Re: Soft commit and reading data just after the commit

2016-12-18 Thread Erick Erickson
1 ms autocommit is far too frequent. And it's not
helping you anyway.

There is some lag between when a commit happens
and when the docs are really available. The sequence is:
1> commit (soft or hard-with-opensearcher=true doesn't matter).
2> a new searcher is opened and autowarming starts
3> until the new searcher is opened, queries continue to be served by
the old searcher
4> the new searcher is fully opened
5> _new_ requests are served by the new searcher.
6> the last request is finished by the old searcher and it's closed.

So what's probably happening is that you send docs and then send a
query and Solr is still in step <3>. You can look at your admin UI
pluginst/stats page or your log to see how long it takes for a
searcher to open and adjust your expectations accordingly.

If you want to fetch only the document (not try to get it by a
search), Real Time Get is designed to insure that you always get the
most recent copy whether it's searchable or not.

Some records:

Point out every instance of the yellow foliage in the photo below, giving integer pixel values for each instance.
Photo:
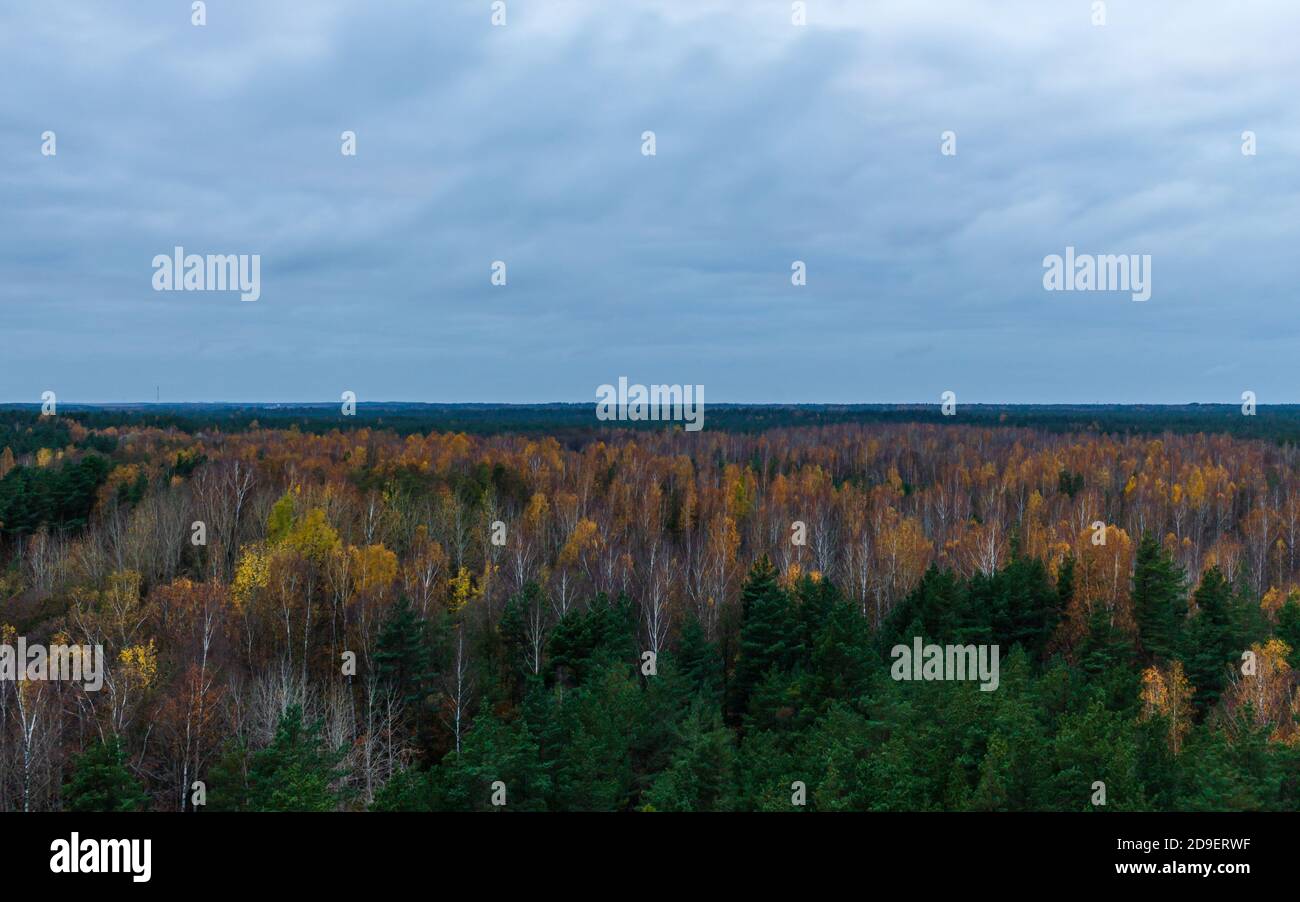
(252, 572)
(375, 567)
(312, 537)
(460, 589)
(141, 663)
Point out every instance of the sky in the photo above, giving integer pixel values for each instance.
(774, 143)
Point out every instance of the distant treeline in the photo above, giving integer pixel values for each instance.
(1279, 423)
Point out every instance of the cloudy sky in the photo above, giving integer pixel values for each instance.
(774, 143)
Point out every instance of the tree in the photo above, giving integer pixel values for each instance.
(295, 772)
(768, 636)
(1209, 645)
(100, 781)
(1158, 598)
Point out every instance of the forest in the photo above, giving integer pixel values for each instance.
(525, 610)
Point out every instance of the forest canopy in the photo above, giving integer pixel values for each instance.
(541, 614)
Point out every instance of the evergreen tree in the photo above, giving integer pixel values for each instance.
(768, 636)
(100, 781)
(1210, 644)
(1158, 598)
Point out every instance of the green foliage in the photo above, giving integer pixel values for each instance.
(61, 498)
(100, 781)
(295, 772)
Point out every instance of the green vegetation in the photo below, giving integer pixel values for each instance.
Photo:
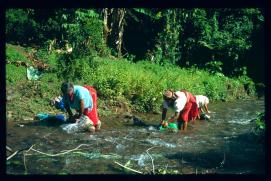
(200, 50)
(139, 85)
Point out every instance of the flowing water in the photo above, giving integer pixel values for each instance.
(224, 144)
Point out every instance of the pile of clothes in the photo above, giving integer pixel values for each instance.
(58, 103)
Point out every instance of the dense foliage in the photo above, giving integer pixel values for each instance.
(217, 39)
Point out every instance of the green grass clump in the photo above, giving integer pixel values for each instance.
(142, 84)
(16, 53)
(139, 85)
(15, 74)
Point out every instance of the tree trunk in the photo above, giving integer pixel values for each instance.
(106, 30)
(121, 14)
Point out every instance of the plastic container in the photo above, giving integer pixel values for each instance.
(44, 117)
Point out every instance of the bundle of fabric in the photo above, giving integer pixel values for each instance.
(81, 125)
(58, 103)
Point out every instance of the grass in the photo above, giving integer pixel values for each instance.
(139, 85)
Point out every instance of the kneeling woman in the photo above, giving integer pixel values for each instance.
(84, 100)
(185, 107)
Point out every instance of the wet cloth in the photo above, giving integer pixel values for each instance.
(80, 93)
(179, 103)
(92, 113)
(58, 103)
(83, 124)
(201, 100)
(190, 110)
(32, 73)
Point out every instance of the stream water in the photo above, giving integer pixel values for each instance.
(224, 144)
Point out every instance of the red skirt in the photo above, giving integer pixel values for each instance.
(190, 110)
(93, 114)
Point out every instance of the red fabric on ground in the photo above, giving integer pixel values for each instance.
(93, 114)
(190, 110)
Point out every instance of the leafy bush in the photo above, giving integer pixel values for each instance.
(15, 74)
(141, 84)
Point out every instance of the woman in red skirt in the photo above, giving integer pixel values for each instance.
(84, 100)
(185, 107)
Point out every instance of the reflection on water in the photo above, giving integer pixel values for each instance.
(222, 145)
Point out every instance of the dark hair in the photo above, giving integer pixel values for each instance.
(66, 86)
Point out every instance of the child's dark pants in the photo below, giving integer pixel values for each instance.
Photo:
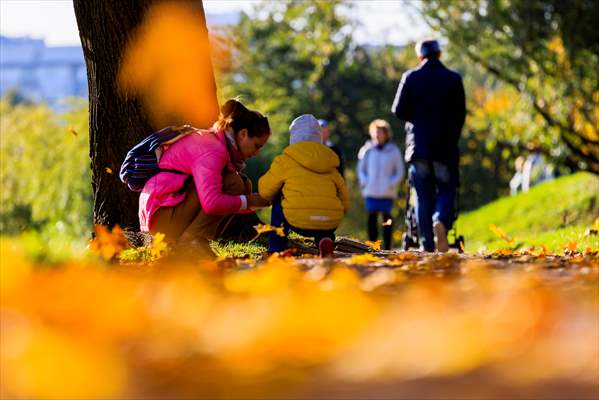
(279, 243)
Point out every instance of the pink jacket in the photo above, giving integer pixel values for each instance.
(204, 155)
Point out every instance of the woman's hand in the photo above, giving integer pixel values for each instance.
(257, 201)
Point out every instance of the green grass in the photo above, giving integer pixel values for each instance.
(252, 249)
(553, 214)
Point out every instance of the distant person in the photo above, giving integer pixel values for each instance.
(431, 99)
(535, 169)
(517, 179)
(380, 171)
(326, 140)
(308, 194)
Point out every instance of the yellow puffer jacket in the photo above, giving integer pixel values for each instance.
(314, 193)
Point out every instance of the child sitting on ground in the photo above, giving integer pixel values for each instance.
(309, 195)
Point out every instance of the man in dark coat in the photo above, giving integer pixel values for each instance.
(431, 99)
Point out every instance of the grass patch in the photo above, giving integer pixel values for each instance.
(224, 248)
(551, 214)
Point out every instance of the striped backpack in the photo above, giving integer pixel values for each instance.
(141, 162)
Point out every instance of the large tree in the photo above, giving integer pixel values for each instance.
(117, 120)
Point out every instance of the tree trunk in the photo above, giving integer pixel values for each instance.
(117, 121)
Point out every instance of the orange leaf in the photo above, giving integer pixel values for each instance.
(376, 245)
(571, 245)
(107, 244)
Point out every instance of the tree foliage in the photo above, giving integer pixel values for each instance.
(545, 50)
(45, 169)
(291, 58)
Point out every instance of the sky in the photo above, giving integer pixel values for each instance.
(383, 21)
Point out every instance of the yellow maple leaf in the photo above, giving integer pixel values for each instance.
(365, 258)
(264, 228)
(501, 233)
(376, 245)
(571, 245)
(159, 246)
(107, 244)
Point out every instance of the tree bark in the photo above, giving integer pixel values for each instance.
(117, 121)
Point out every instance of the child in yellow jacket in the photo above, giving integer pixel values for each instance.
(309, 195)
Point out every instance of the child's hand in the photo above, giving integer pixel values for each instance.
(257, 201)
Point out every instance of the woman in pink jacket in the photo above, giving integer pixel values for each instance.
(194, 208)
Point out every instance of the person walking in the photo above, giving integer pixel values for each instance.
(380, 171)
(431, 100)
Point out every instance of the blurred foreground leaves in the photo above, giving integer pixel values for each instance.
(243, 328)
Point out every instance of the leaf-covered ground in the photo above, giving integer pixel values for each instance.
(508, 324)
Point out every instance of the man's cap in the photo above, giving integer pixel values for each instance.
(428, 48)
(305, 128)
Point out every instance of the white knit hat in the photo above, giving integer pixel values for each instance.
(305, 128)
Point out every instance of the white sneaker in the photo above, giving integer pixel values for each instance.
(441, 237)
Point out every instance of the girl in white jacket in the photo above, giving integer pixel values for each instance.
(380, 171)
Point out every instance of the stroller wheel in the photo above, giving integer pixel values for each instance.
(407, 242)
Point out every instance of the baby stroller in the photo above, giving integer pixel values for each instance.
(410, 237)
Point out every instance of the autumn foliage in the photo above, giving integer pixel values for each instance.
(87, 329)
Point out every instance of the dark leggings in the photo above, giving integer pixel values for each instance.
(387, 228)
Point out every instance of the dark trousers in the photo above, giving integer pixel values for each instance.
(279, 243)
(387, 228)
(436, 186)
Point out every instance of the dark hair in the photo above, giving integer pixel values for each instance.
(428, 49)
(236, 116)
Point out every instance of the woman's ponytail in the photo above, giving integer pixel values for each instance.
(234, 115)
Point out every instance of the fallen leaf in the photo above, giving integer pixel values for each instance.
(376, 245)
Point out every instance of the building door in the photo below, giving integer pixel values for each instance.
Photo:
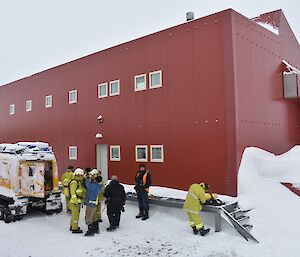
(102, 160)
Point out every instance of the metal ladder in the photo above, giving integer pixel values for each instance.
(238, 219)
(229, 212)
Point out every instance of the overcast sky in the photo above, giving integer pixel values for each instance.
(40, 34)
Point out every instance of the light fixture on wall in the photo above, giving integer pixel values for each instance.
(100, 119)
(99, 135)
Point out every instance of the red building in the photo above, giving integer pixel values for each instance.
(186, 101)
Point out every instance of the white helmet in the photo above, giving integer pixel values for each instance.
(94, 172)
(79, 172)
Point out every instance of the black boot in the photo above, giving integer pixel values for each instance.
(90, 231)
(96, 227)
(141, 214)
(195, 230)
(146, 215)
(77, 231)
(204, 231)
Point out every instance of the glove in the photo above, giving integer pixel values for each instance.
(75, 200)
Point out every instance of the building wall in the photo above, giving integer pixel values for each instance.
(263, 117)
(186, 115)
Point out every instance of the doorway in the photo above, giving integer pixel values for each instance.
(102, 160)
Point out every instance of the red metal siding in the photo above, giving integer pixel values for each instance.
(222, 91)
(264, 118)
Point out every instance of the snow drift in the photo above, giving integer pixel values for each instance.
(275, 209)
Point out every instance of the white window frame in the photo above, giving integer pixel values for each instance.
(110, 152)
(71, 92)
(105, 84)
(73, 147)
(46, 102)
(152, 73)
(136, 153)
(12, 109)
(110, 83)
(135, 84)
(162, 153)
(28, 106)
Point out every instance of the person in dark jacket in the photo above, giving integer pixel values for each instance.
(142, 185)
(116, 198)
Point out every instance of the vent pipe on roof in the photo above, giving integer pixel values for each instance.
(189, 16)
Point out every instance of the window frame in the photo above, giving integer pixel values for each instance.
(106, 86)
(48, 97)
(135, 84)
(76, 96)
(76, 152)
(162, 153)
(110, 83)
(152, 73)
(111, 147)
(136, 153)
(12, 106)
(27, 105)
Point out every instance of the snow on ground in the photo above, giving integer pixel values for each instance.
(274, 215)
(165, 234)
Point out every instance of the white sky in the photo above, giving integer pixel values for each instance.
(39, 34)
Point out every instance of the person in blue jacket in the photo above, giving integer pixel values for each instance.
(93, 187)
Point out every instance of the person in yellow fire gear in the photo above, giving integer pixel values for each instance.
(193, 205)
(100, 199)
(77, 196)
(66, 179)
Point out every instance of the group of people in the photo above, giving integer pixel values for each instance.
(87, 187)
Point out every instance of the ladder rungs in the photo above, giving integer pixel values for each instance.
(241, 218)
(247, 226)
(235, 211)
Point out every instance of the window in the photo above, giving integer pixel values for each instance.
(12, 109)
(73, 152)
(48, 101)
(28, 106)
(102, 90)
(114, 87)
(115, 153)
(140, 82)
(157, 153)
(73, 97)
(141, 153)
(155, 79)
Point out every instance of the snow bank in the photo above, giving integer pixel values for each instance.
(275, 209)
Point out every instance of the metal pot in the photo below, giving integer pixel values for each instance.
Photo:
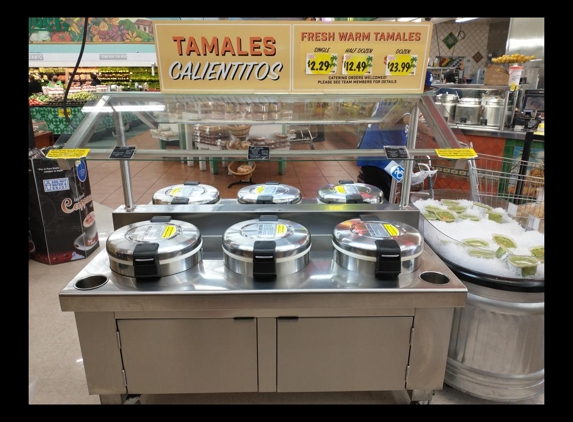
(493, 111)
(371, 246)
(468, 111)
(190, 192)
(446, 104)
(348, 192)
(155, 248)
(269, 193)
(267, 247)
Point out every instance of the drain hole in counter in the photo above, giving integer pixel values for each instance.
(89, 283)
(434, 277)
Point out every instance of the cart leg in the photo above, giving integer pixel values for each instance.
(214, 164)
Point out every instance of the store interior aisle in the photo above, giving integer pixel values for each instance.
(56, 372)
(147, 177)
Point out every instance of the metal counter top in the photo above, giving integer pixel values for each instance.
(210, 285)
(492, 132)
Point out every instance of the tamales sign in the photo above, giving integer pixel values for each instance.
(265, 56)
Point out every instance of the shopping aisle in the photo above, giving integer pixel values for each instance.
(56, 372)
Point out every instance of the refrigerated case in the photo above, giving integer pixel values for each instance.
(209, 329)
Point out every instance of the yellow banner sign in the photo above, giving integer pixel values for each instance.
(270, 56)
(71, 153)
(457, 153)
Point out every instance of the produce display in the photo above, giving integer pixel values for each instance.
(479, 237)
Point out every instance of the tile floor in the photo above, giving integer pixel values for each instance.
(56, 373)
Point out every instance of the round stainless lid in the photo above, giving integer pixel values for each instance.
(269, 193)
(187, 193)
(345, 193)
(291, 238)
(359, 237)
(176, 239)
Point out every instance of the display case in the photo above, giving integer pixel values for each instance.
(322, 321)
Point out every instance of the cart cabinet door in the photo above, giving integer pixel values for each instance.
(342, 354)
(189, 355)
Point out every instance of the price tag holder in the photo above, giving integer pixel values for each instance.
(357, 64)
(396, 152)
(258, 153)
(122, 152)
(457, 153)
(71, 153)
(321, 63)
(401, 64)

What this exercise asks ->
1. Answer these questions on the Solr commit reply:
(a) What autocommit interval does the reply call far too frequent?
(b) Until the new searcher is opened, which searcher continues to serve queries?
(c) What feature is designed to ensure that one always gets the most recent copy of a document?
2. Go on with the Solr commit reply, starting after its final sentence.
None of the rows is required for what comes next.

Results for the exercise ->
1.
(a) 1 ms.
(b) The old searcher.
(c) Real Time Get.

2.
All that said, Solr wasn't designed for autocommits that are that
frequent. That's why the documentation talks about _Near_ Real Time.
You may need to adjust your expectations.

Best,
Erick

On Sun, Dec 18, 2016 at 6:49 AM, Dorian Hoxha  wrote:
> There's a very high probability that you're using the wrong tool for the
> job if you need 1ms softCommit time. Especially when you always need it (ex
> there are apps where you need commit-after-insert very rarely).
>
> So explain what you're using it for ?
>
> On Sun, Dec 18, 2016 at 3:38 PM, Lasitha Wattaladeniya 
> wrote:
>
>> Hi Furkan,
>>
>> Thanks for the links. I had read the first one but not the second one. I
>> did read it after you sent. So in my current solrconfig.xml settings below
>> are the configurations,
>>
>> 
>>${solr.autoSoftCommit.maxTime:1}
>>  
>>
>>
>> 
>>15000
>>false
>>  
>>
>> The problem i'm facing is, just after adding the documents to solr using
>> solrj, when I retrieve data from solr I am not getting the updated results.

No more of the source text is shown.